* _Extracted material_:
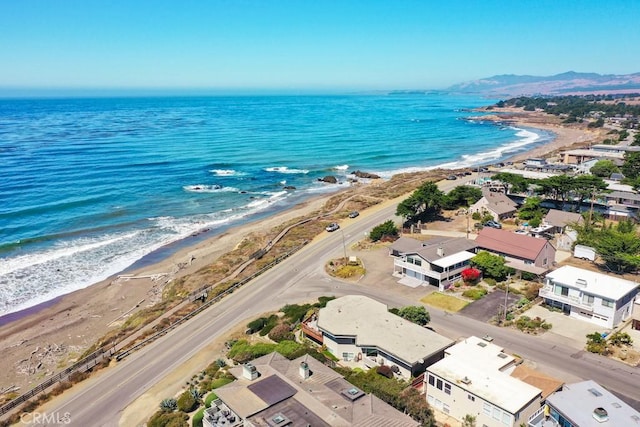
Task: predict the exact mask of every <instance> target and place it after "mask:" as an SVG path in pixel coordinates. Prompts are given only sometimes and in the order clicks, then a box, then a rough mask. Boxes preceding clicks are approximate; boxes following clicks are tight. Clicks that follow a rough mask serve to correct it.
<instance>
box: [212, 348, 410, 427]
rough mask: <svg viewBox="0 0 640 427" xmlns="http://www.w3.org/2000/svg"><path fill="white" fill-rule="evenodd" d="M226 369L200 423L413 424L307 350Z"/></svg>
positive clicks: (404, 415) (395, 425)
mask: <svg viewBox="0 0 640 427" xmlns="http://www.w3.org/2000/svg"><path fill="white" fill-rule="evenodd" d="M229 371H230V372H231V373H232V374H233V376H235V377H236V381H234V382H232V383H230V384H227V385H225V386H223V387H220V388H217V389H216V395H217V396H218V398H217V399H216V400H214V401H213V402H212V405H211V407H210V408H208V409H206V410H205V413H204V418H203V420H202V423H203V425H204V426H205V427H240V426H242V427H275V426H314V427H315V426H320V427H323V426H340V427H342V426H377V427H386V426H400V427H417V426H418V425H419V423H417V422H416V421H414V420H413V419H412V418H410V417H409V416H407V415H405V414H403V413H402V412H399V411H398V410H396V409H395V408H393V407H391V406H390V405H388V404H387V403H385V402H383V401H382V400H380V399H379V398H377V397H375V396H374V395H372V394H367V393H364V392H363V391H362V390H360V389H358V388H357V387H355V386H353V385H352V384H350V383H349V382H347V381H346V380H345V379H344V377H342V375H340V374H338V373H337V372H335V371H334V370H333V369H331V368H329V367H327V366H325V365H323V364H322V363H320V362H318V361H317V360H315V359H314V358H312V357H310V356H308V355H304V356H301V357H299V358H297V359H295V360H291V361H290V360H288V359H287V358H285V357H284V356H282V355H280V354H279V353H271V354H268V355H266V356H263V357H260V358H258V359H255V360H254V361H252V362H251V363H248V364H245V365H242V366H236V367H232V368H230V369H229Z"/></svg>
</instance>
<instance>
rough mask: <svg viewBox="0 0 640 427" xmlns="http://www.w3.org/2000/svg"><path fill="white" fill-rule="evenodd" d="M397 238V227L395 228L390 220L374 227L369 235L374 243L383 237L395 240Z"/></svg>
mask: <svg viewBox="0 0 640 427" xmlns="http://www.w3.org/2000/svg"><path fill="white" fill-rule="evenodd" d="M397 236H398V227H396V225H395V224H394V223H393V221H391V220H388V221H385V222H383V223H382V224H380V225H376V226H375V227H373V229H372V230H371V232H370V233H369V238H370V239H371V240H372V241H374V242H377V241H378V240H382V239H383V238H385V237H386V238H395V237H397Z"/></svg>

* _What you should do_: Copy the lines exactly as they appear from the opening of the entries above through the line with "box: [212, 348, 410, 427]", excluding all pictures.

* _Answer below_:
Task: predict the exact mask of every <instance> target and place it after "mask:" as an SVG path in pixel coordinates. Prompts are given only sometimes and in the order clicks, then a box, then a rough mask. Boxes preceding clicks are approximate; boxes following clicks are tight. Clicks that follow a rough mask serve to correct it.
<instance>
box: [212, 348, 410, 427]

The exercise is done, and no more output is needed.